(INSTRUCTIONS TO FOLLOW) Your task is to return the span of lines beginning at the one with "indicate the white sky, one dot per instance" and ending at the last line of the data, exactly as it stands.

(Source data)
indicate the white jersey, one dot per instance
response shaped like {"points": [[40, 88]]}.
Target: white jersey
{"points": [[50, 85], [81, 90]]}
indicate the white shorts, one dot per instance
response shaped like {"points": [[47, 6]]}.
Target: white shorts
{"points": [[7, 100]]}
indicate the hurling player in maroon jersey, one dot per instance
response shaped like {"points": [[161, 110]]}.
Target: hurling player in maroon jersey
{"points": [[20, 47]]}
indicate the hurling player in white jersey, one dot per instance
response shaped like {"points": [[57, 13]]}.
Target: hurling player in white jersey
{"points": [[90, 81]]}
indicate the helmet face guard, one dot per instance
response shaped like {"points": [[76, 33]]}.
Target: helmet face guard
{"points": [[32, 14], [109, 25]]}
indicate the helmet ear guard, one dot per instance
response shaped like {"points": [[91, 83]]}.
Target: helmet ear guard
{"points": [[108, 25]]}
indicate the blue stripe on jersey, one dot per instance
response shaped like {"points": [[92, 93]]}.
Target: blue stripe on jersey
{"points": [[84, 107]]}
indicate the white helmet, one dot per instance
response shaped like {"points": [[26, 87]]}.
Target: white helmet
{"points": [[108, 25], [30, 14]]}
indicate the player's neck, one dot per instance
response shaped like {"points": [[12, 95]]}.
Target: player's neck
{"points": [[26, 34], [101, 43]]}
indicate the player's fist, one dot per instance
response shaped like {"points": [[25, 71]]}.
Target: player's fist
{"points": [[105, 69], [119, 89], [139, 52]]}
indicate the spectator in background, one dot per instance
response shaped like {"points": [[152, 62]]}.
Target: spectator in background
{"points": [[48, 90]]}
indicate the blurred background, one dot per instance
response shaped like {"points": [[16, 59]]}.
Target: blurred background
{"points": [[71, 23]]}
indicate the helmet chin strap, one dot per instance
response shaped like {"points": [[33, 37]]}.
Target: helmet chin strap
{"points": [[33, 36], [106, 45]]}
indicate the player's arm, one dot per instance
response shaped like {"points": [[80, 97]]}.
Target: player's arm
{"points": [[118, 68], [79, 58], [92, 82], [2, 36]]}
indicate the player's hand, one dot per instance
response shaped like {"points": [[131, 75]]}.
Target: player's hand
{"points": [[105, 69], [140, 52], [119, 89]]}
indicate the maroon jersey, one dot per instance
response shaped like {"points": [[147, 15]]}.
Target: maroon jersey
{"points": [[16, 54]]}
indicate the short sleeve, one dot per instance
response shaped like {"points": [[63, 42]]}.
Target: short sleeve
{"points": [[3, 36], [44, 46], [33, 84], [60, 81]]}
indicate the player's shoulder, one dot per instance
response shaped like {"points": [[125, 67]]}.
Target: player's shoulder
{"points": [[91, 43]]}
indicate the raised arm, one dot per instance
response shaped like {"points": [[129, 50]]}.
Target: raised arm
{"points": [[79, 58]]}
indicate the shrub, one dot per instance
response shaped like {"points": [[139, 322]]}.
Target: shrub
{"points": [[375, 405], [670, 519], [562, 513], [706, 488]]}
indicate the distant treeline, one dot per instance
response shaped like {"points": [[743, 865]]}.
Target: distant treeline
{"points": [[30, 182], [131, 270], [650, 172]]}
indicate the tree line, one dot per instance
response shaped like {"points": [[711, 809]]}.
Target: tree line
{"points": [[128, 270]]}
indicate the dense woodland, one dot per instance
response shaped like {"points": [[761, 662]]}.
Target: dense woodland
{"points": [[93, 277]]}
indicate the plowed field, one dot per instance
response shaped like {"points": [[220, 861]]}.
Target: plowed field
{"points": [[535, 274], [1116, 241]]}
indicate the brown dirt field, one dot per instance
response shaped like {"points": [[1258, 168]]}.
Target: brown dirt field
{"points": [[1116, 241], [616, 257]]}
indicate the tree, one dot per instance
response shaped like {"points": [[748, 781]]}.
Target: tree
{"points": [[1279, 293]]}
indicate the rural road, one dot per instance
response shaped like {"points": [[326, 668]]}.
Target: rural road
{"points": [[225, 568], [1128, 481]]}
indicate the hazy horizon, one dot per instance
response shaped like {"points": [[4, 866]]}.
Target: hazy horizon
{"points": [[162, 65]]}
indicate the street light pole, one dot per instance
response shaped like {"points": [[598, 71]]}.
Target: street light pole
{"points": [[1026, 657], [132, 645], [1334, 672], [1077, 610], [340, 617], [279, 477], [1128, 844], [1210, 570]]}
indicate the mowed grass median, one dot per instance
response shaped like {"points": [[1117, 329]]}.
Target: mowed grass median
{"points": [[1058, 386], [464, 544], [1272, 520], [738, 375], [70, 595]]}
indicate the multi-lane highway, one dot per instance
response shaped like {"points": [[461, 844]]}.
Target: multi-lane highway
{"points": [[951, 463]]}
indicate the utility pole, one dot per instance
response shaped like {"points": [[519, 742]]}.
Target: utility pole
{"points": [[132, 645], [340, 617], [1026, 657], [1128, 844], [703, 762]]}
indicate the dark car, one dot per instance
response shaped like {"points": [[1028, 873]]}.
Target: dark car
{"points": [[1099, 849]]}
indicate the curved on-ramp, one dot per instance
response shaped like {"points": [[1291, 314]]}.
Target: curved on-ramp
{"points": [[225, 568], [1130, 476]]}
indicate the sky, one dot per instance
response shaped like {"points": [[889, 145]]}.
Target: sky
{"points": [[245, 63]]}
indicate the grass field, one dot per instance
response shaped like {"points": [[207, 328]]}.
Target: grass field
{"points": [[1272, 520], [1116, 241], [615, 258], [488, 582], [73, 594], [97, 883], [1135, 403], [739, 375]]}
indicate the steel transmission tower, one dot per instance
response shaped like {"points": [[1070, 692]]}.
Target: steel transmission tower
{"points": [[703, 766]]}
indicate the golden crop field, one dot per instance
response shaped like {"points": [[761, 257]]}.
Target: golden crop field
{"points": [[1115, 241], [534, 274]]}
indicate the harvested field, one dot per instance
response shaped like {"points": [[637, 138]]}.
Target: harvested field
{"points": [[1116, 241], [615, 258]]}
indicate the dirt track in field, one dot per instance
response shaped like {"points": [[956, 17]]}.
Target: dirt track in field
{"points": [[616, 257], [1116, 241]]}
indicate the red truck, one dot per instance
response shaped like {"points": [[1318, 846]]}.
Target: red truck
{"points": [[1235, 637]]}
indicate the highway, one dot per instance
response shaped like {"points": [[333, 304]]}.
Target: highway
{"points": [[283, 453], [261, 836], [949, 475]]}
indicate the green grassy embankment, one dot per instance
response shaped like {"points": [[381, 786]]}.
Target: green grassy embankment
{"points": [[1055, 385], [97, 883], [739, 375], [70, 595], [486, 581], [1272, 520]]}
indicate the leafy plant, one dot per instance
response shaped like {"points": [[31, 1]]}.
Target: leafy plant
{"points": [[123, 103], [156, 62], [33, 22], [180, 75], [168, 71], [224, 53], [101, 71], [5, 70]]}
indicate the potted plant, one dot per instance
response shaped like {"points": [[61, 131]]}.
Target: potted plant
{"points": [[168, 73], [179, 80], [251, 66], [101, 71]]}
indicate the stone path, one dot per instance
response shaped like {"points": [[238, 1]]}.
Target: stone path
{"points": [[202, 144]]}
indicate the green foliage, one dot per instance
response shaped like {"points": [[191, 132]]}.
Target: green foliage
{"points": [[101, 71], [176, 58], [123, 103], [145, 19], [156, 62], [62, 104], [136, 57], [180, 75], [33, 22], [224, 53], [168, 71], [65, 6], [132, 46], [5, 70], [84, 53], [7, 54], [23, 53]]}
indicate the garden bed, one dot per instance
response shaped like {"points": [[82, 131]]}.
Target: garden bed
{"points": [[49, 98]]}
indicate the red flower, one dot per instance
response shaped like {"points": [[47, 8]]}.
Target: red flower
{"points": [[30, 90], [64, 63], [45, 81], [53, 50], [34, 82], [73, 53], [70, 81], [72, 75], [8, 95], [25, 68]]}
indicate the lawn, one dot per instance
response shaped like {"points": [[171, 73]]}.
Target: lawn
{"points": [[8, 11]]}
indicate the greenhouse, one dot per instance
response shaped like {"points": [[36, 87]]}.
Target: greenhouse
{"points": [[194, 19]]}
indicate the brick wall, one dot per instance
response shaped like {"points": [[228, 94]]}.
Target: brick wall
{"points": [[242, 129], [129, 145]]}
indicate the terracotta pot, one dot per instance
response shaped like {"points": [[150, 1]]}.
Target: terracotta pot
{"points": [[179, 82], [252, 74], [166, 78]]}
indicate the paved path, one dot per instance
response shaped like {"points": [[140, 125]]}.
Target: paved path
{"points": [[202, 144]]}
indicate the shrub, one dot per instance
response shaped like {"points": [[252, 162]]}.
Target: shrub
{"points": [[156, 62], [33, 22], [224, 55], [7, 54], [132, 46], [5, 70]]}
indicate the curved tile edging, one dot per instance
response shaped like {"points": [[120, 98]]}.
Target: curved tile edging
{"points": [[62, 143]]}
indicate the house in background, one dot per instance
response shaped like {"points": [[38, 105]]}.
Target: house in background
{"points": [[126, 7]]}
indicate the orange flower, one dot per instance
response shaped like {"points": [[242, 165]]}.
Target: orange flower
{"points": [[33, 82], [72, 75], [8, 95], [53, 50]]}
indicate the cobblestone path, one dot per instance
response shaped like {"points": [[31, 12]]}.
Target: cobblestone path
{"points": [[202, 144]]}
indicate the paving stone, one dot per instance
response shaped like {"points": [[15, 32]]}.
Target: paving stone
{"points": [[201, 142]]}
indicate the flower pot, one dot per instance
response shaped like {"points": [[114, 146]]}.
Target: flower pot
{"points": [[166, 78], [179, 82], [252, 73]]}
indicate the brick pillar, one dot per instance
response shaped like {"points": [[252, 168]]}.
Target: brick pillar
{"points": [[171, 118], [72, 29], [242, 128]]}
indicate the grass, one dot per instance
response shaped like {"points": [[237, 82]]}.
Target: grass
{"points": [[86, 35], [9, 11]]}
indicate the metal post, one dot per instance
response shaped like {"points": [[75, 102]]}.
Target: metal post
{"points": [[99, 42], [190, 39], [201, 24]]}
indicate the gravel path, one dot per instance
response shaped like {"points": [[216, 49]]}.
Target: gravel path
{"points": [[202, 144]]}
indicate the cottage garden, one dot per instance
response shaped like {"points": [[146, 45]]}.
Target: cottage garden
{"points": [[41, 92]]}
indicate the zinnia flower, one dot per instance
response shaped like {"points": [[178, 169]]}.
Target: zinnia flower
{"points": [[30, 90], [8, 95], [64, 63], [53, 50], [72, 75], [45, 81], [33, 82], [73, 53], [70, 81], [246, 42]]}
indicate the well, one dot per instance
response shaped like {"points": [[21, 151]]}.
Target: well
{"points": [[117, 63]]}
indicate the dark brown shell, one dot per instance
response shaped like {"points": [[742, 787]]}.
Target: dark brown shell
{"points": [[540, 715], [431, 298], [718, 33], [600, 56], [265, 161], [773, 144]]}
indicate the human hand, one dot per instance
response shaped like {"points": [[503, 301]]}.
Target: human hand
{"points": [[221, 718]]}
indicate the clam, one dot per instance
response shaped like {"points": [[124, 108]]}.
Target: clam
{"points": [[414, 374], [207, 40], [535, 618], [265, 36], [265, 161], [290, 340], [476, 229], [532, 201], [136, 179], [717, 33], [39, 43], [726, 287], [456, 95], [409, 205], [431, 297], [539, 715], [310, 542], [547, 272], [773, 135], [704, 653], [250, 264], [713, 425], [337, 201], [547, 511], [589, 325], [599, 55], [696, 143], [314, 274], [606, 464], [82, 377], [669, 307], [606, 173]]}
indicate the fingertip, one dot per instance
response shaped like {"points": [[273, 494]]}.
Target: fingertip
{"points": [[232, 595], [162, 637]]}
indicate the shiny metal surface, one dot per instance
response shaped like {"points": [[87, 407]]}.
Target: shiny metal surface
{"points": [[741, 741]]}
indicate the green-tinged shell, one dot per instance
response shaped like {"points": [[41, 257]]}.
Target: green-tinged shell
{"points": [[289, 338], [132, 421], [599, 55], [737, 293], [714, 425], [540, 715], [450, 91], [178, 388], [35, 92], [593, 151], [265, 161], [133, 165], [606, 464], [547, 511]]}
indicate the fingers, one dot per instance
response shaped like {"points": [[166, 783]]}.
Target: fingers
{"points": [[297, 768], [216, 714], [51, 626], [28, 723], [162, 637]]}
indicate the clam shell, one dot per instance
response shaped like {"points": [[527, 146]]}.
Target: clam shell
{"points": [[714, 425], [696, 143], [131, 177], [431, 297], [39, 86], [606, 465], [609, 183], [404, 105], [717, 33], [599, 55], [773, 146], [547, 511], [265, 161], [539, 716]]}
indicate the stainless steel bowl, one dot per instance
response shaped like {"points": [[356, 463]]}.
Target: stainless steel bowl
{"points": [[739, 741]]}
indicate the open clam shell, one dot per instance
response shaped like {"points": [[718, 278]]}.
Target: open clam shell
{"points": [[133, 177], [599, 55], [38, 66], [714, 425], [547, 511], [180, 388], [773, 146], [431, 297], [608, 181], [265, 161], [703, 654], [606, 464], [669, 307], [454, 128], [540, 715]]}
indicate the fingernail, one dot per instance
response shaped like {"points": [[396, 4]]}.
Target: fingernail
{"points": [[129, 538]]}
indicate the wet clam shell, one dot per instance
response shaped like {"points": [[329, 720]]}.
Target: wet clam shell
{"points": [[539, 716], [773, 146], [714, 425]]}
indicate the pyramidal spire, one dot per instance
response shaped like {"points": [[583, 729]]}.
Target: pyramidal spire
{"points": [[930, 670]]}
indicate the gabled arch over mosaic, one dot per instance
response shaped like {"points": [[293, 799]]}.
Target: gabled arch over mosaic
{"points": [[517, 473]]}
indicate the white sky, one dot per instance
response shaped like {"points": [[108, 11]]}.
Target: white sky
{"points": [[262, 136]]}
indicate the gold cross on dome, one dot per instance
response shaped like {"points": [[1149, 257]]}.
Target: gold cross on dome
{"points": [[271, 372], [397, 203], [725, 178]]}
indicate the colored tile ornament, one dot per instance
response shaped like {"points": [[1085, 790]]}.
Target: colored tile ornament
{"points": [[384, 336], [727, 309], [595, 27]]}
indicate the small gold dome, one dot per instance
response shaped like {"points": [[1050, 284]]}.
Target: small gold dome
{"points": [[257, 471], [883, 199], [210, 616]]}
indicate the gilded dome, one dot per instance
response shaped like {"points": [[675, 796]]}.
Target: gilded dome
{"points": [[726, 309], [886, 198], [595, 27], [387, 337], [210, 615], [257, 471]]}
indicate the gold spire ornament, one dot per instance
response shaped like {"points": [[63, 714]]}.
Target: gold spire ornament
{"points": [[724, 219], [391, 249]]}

(SOLUTION BELOW)
indicate the white sky, one dot per instance
response shaped like {"points": [[108, 11]]}.
Target: white sky
{"points": [[262, 136]]}
indicate the gold cross on dome, one dot per instance
response shaped like {"points": [[1149, 257]]}.
Target: gold cross on dome
{"points": [[271, 372], [397, 203], [725, 178]]}
indicate the colored tile ornament, one dot per instance
response shaped like {"points": [[1085, 790]]}.
Target: colored tile ornament
{"points": [[384, 336], [727, 309], [595, 27]]}
indicate the small gold dome, one dot per instance
response shaped like {"points": [[1050, 284]]}.
Target: small gold dome
{"points": [[257, 471], [883, 199], [210, 616]]}
indicate the gilded dome, one dot per instance
response shaped like {"points": [[675, 796]]}.
Target: gilded dome
{"points": [[726, 309], [886, 198], [595, 27], [387, 337], [210, 615], [257, 471]]}
indicate the gold spire ornament, one dot per instance
response shaped like {"points": [[63, 714]]}.
Target: gold spire ornament
{"points": [[724, 219], [391, 249]]}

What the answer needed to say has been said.